=== Extracted text ===
+++
What statistics should do about big data: problem forward not solution backward

There has been a lot of discussion among statisticians about big data and what statistics should do to get involved. Recently Steve M. and Larry W. took up the same issue on their blog. I have been thinking about this for a while, since I work in genomics, which almost always comes with “big data”. It is also one area of big data where statistics and statisticians have played a huge role.

A question that naturally arises is, “why have statisticians been so successful in genomics?” I think a major reason is the phrase I borrowed from Brian C. (who may have borrowed it from Ron B.)

problem first, not solution backward

One of the reasons that “big data” is even a term is that there is that data are less expensive than they were a few years ago. One example is the dramatic drop in the price of DNA-sequencing. But there are many many more examples. The quantified self movement and Fitbits, Google Books, social network data from Twitter, etc. are all areas where data that cost us a huge amount to collect 10 years ago can now be collected and stored very cheaply.

As statisticians we look for generalizable principles; I would say that you have to zoom pretty far out to generalize from social networks to genomics but here are two:

  1. The data can’t be easily analyzed in an R session on a simple laptop (say low Gigs to Terabytes)
  2. The data are generally quirky and messy (unstructured text, json files with lots of missing data, fastq files with quality metrics, etc.)

So how does one end up at the “leading edge” of big data? By being willing to deal with the schlep and work out the knitty gritty of how you apply even standard methods to data sets where taking the mean takes hours. Or taking the time to learn all the kinks that are specific to say, how does one process a microarray, and then taking the time to fix them. This is why statisticians were so successful in genomics, they focused on the practical problems and this gave them access to data no one else had/could use properly.

Doing these things requires a lot of effort that isn’t elegant. It also isn’t “statistics” by the definition that only mathematical methodology is statistics. Steve alludes to this in his post when he says:

Frankly I am a little disappointed that there does not seem to be any really compelling new idea (e.g. as in neural nets or the kernel embedding idea that drove machine learning).

I think this is a view shared by many statisticians. That since there isn’t a new elegant theory yet, there aren’t “new ideas” in big data. That focus is solution backward. We want an elegant theory that we can then apply to specific problems if they happen to come up.
+++
=== Extracted entries ===
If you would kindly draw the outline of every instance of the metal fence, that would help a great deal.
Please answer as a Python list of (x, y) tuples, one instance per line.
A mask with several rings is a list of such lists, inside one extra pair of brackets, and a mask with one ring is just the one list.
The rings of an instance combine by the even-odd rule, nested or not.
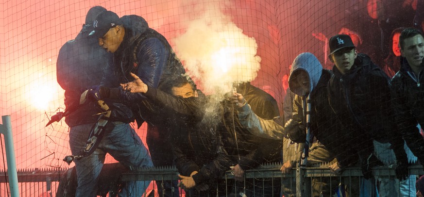
[[(220, 181), (221, 183), (218, 183), (217, 185), (222, 183), (225, 185), (223, 187), (225, 188), (223, 196), (227, 197), (309, 197), (312, 196), (314, 188), (317, 187), (331, 193), (332, 196), (337, 196), (338, 193), (341, 192), (348, 194), (349, 196), (356, 196), (363, 189), (361, 187), (363, 186), (360, 186), (361, 184), (363, 184), (363, 179), (360, 179), (362, 172), (359, 168), (348, 168), (341, 176), (335, 176), (331, 173), (328, 167), (298, 167), (293, 169), (290, 173), (284, 174), (280, 171), (281, 166), (279, 163), (268, 164), (256, 169), (247, 170), (244, 174), (244, 181), (239, 182), (235, 181), (231, 172), (228, 171)], [(19, 196), (56, 197), (59, 189), (59, 181), (67, 171), (62, 169), (47, 168), (18, 170)], [(411, 166), (409, 171), (410, 175), (424, 174), (421, 165)], [(9, 196), (6, 172), (0, 171), (1, 197)], [(375, 167), (373, 169), (373, 173), (374, 177), (395, 178), (393, 168)], [(160, 184), (164, 181), (177, 180), (178, 174), (175, 167), (139, 169), (122, 174), (120, 181), (154, 181), (157, 184)], [(396, 186), (398, 186), (393, 185), (393, 187)], [(176, 185), (173, 187), (173, 189), (179, 189)], [(157, 190), (157, 188), (154, 187), (153, 189)], [(154, 196), (153, 193), (151, 192), (149, 196)], [(171, 196), (171, 194), (168, 194)], [(180, 196), (205, 196), (190, 195), (187, 192), (180, 193)], [(392, 196), (397, 195), (393, 194)]]

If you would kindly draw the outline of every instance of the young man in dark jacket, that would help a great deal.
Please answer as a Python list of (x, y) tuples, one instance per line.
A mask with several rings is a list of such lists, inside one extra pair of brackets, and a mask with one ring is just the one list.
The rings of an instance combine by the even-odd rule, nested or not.
[[(334, 75), (328, 84), (329, 103), (345, 130), (340, 131), (345, 133), (343, 138), (334, 140), (348, 143), (358, 153), (365, 178), (372, 177), (371, 169), (377, 165), (378, 157), (386, 165), (397, 164), (397, 177), (401, 181), (406, 179), (409, 164), (405, 142), (393, 121), (387, 75), (367, 55), (357, 53), (348, 35), (333, 36), (329, 44), (329, 57), (335, 64)], [(390, 149), (394, 152), (396, 160)], [(333, 169), (339, 170), (337, 167)], [(386, 185), (394, 189), (392, 179), (380, 179), (380, 188), (385, 188), (381, 192), (387, 191), (384, 187)]]
[(424, 139), (417, 124), (424, 125), (424, 38), (414, 28), (407, 28), (399, 37), (401, 69), (390, 81), (395, 119), (404, 139), (421, 163), (424, 161)]
[[(65, 90), (67, 110), (73, 110), (65, 119), (70, 128), (69, 146), (73, 155), (79, 154), (84, 148), (90, 130), (99, 118), (99, 115), (93, 115), (102, 112), (94, 102), (87, 102), (79, 105), (81, 90), (100, 85), (102, 71), (110, 68), (113, 64), (111, 54), (98, 46), (97, 39), (87, 37), (93, 30), (93, 22), (96, 16), (105, 12), (106, 9), (101, 6), (90, 9), (81, 31), (74, 40), (67, 42), (61, 48), (57, 58), (57, 82)], [(111, 83), (104, 85), (114, 86), (111, 81), (107, 82)], [(107, 101), (110, 106), (131, 114), (129, 109), (119, 101), (110, 99)], [(78, 185), (76, 196), (96, 196), (98, 180), (106, 153), (127, 167), (153, 166), (147, 149), (140, 138), (134, 134), (134, 130), (128, 124), (130, 121), (121, 116), (111, 116), (106, 127), (108, 132), (103, 136), (102, 143), (93, 148), (95, 150), (91, 154), (74, 160)], [(128, 182), (120, 195), (140, 196), (149, 182)]]
[[(185, 73), (166, 39), (149, 28), (141, 16), (129, 15), (120, 18), (116, 14), (108, 11), (99, 15), (93, 25), (94, 30), (90, 36), (98, 38), (99, 45), (113, 53), (115, 67), (112, 70), (114, 71), (105, 73), (103, 81), (117, 75), (119, 83), (126, 83), (132, 81), (130, 73), (133, 72), (147, 84), (157, 88), (164, 79), (180, 76)], [(166, 151), (171, 148), (167, 140), (170, 133), (150, 123), (152, 116), (145, 112), (149, 112), (151, 106), (143, 103), (144, 96), (125, 91), (117, 91), (111, 95), (128, 102), (139, 127), (145, 121), (147, 122), (146, 142), (153, 164), (171, 165), (170, 152)], [(172, 192), (169, 185), (176, 183), (165, 181), (163, 183), (168, 195)], [(159, 184), (158, 189), (160, 195), (161, 185)], [(178, 196), (178, 191), (174, 191), (173, 195)]]
[[(137, 77), (136, 77), (136, 79)], [(191, 130), (194, 131), (192, 132), (192, 133), (200, 132), (201, 134), (202, 132), (210, 132), (211, 131), (216, 131), (216, 132), (217, 132), (217, 134), (220, 136), (220, 140), (222, 141), (222, 146), (223, 148), (222, 151), (224, 151), (230, 157), (230, 165), (235, 166), (233, 168), (233, 171), (235, 179), (236, 180), (244, 180), (244, 170), (255, 168), (265, 162), (275, 162), (278, 161), (279, 156), (279, 150), (281, 148), (281, 142), (278, 140), (258, 138), (251, 134), (240, 125), (238, 120), (237, 109), (233, 108), (234, 105), (229, 100), (217, 100), (214, 101), (214, 100), (215, 100), (214, 98), (205, 98), (200, 96), (198, 98), (189, 98), (184, 99), (172, 99), (165, 96), (159, 95), (159, 94), (161, 92), (161, 91), (154, 88), (148, 87), (147, 85), (142, 83), (139, 79), (137, 79), (135, 81), (138, 82), (139, 83), (134, 86), (132, 86), (132, 85), (125, 84), (123, 86), (123, 89), (134, 92), (145, 92), (144, 94), (146, 97), (154, 98), (152, 100), (154, 101), (154, 103), (161, 103), (162, 105), (167, 106), (167, 107), (172, 107), (177, 114), (180, 115), (178, 115), (179, 119), (181, 119), (182, 116), (184, 116), (184, 115), (191, 115), (193, 117), (190, 120), (182, 121), (182, 122), (183, 123), (183, 125), (190, 125), (190, 124), (196, 125), (197, 127), (196, 128), (198, 129), (192, 129)], [(140, 85), (144, 86), (145, 87), (140, 88)], [(141, 90), (137, 91), (135, 90), (137, 89)], [(273, 117), (278, 116), (278, 112), (276, 101), (273, 98), (272, 98), (272, 97), (263, 90), (252, 85), (249, 82), (246, 82), (239, 84), (237, 86), (237, 91), (247, 95), (246, 98), (248, 100), (254, 104), (253, 105), (254, 110), (264, 118), (272, 119)], [(176, 104), (175, 102), (177, 101), (180, 103)], [(193, 103), (193, 102), (194, 102)], [(205, 108), (211, 106), (212, 106), (213, 108), (213, 111), (216, 112), (216, 113), (205, 113), (207, 110), (205, 109)], [(210, 110), (211, 108), (208, 109)], [(196, 120), (197, 122), (193, 122), (193, 120)], [(216, 128), (216, 129), (210, 130), (205, 128)], [(184, 132), (187, 132), (184, 131), (183, 131), (183, 134)], [(173, 135), (177, 135), (175, 138), (173, 138), (174, 139), (178, 139), (179, 138), (177, 137), (178, 135), (183, 136), (187, 135), (187, 134), (183, 134), (180, 133), (181, 132), (178, 132), (178, 131), (173, 131), (171, 132)], [(197, 135), (194, 135), (194, 138), (192, 139), (198, 139), (197, 141), (203, 142), (202, 144), (204, 144), (205, 143), (204, 141), (207, 140), (208, 139), (207, 137), (196, 137)], [(200, 137), (202, 137), (202, 135), (204, 135), (205, 137), (208, 136), (205, 134), (200, 135)], [(175, 142), (175, 143), (176, 143), (176, 147), (178, 147), (187, 143), (187, 142), (192, 141), (178, 140)], [(213, 141), (206, 142), (210, 143)], [(182, 143), (182, 144), (178, 145), (179, 143)], [(268, 146), (264, 146), (263, 144), (267, 144)], [(197, 153), (189, 154), (191, 157), (195, 157), (194, 159), (191, 160), (202, 160), (202, 158), (206, 155), (204, 153), (203, 155), (202, 155), (201, 150), (196, 150), (196, 148), (194, 148), (193, 147), (196, 145), (198, 145), (191, 144), (190, 146), (186, 146), (185, 148), (176, 148), (175, 149), (176, 153), (175, 156), (177, 156), (180, 154), (178, 154), (178, 152), (182, 152), (178, 151), (178, 150), (185, 150), (187, 152), (189, 151), (188, 150), (189, 149), (187, 150), (187, 148), (191, 148), (190, 149), (194, 149), (194, 150), (191, 150), (192, 151), (197, 152)], [(199, 154), (201, 155), (196, 155)], [(182, 157), (180, 158), (184, 158), (184, 157)], [(177, 166), (187, 166), (187, 164), (189, 164), (188, 162), (182, 162), (181, 161), (184, 161), (184, 160), (180, 160), (180, 162), (178, 162), (179, 160), (176, 160)], [(224, 166), (224, 171), (229, 170), (229, 166), (228, 166), (226, 167)], [(188, 168), (189, 168), (183, 167), (182, 169), (179, 168), (179, 170), (182, 170)], [(200, 180), (204, 181), (204, 179), (199, 179), (202, 177), (205, 178), (205, 173), (200, 173), (199, 172), (199, 173), (193, 175), (193, 176), (191, 177), (192, 176), (190, 175), (192, 173), (192, 171), (189, 170), (184, 174), (182, 173), (182, 174), (184, 175), (184, 177), (182, 177), (183, 183), (181, 184), (183, 187), (187, 189), (191, 188), (191, 186), (190, 186), (190, 182), (193, 182), (192, 180), (194, 181), (194, 182), (196, 184), (197, 184), (199, 181), (202, 181)], [(209, 178), (210, 178), (211, 175), (218, 176), (218, 177), (220, 177), (218, 176), (219, 174), (216, 173), (215, 174), (209, 173)], [(197, 179), (199, 181), (196, 181)], [(278, 183), (278, 180), (279, 179), (272, 180), (270, 179), (260, 181), (256, 180), (254, 185), (253, 180), (246, 179), (245, 180), (246, 181), (245, 191), (242, 192), (249, 196), (251, 196), (251, 193), (253, 194), (253, 193), (255, 193), (256, 195), (265, 194), (267, 196), (273, 196), (272, 195), (275, 195), (279, 192), (278, 186), (280, 184)], [(187, 180), (191, 180), (192, 182)], [(227, 181), (229, 181), (226, 180)], [(273, 183), (273, 185), (272, 185), (272, 183)], [(189, 184), (189, 185), (187, 186), (186, 184)], [(231, 189), (232, 183), (228, 182), (226, 183), (226, 185), (228, 187), (227, 189), (229, 190)], [(271, 189), (271, 187), (272, 189)], [(229, 190), (228, 191), (229, 192)]]

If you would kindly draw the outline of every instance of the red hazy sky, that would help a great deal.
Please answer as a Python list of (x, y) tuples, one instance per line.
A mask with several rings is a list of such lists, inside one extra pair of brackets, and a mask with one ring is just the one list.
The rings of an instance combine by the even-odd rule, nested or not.
[[(204, 2), (207, 1), (207, 2)], [(327, 2), (328, 1), (328, 2)], [(362, 1), (361, 0), (359, 1)], [(8, 0), (0, 2), (0, 115), (11, 115), (18, 168), (67, 165), (68, 128), (64, 122), (44, 128), (50, 117), (63, 108), (63, 90), (56, 81), (60, 47), (73, 39), (88, 9), (101, 5), (119, 16), (137, 15), (151, 27), (173, 39), (191, 20), (205, 10), (220, 9), (243, 33), (254, 37), (261, 58), (253, 83), (268, 91), (281, 104), (281, 79), (300, 52), (317, 52), (322, 43), (311, 34), (326, 29), (337, 32), (340, 11), (355, 5), (330, 0)], [(324, 23), (331, 15), (333, 23)], [(340, 15), (340, 16), (339, 16)], [(336, 17), (336, 18), (334, 18)], [(302, 37), (302, 36), (303, 37)], [(175, 46), (174, 46), (175, 47)], [(178, 55), (178, 49), (175, 49)], [(280, 106), (281, 107), (281, 106)], [(61, 110), (63, 110), (61, 109)], [(143, 130), (138, 134), (145, 137)], [(0, 157), (0, 160), (2, 159)], [(0, 162), (0, 163), (2, 163)], [(0, 167), (0, 169), (4, 166)]]

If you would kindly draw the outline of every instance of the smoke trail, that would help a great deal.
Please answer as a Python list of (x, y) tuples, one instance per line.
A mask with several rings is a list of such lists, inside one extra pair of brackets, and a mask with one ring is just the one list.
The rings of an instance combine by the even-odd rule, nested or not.
[(187, 73), (207, 94), (227, 92), (233, 83), (252, 81), (260, 68), (255, 39), (216, 10), (191, 21), (175, 40)]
+++
=== Activities ===
1/ From the piece on statistics and big data, translate this sentence into Spanish: "Doing these things requires a lot of effort that isn't elegant."
2/ Write the next few paragraphs of the piece on statistics and big data, carrying its argument forward in the same voice.

=== Answers to the exercises ===
1/ Hacer estas cosas requiere mucho esfuerzo que no es elegante.

2/
The alternative is problem forward. The fact that we can collect data so cheaply means we can measure and study things we never could before. Computer scientists, physicists, genome biologists, and others are leading in big data precisely because they aren’t thinking about the statistical solution. They are thinking about solving an important scientific problem and are willing to deal with all the dirty details to get there. This allows them to work on data sets and problems that haven’t been considered by other people.

In genomics, this has happened before. In that case, the invention of microarrays revolutionized the field and statisticians jumped on board, working closely with scientists, handling the dirty details, and building software so others could too. As a discipline if we want to be part of the “big data” revolution I think we need to focus on the scientific problems and let methodology come second. That requires a rethinking of what it means to be statistics. Things like parallel computing, data munging, reproducibility, and software development have to be accepted as equally important to methods development.

The good news is that there is plenty of room for statisticians to bring our unique skills in dealing with uncertainty to these new problems; but we will only get a seat at the table if we are willing to deal with the mess that comes with doing real science.

I’ll close by listing a few things I’d love to see:

  1. A Bioconductor-like project for social network data. Tyler M. and Ali S. have a paper that would make for an awesome package for this project. 
  2. Statistical pre-processing for fMRI and other brain imaging data. Keep an eye on our smart group for that.
  3. Data visualization for translational applications, dealing with all the niceties of human-data interfaces. See healthvis or the stuffy Miriah Meyer is doing.
  4. Most importantly, starting with specific, unsolved scientific problems. Seeking novel ways to collect cheap data, and analyzing them, even with known and straightforward statistical methods to deepen our understanding about ourselves or the universe.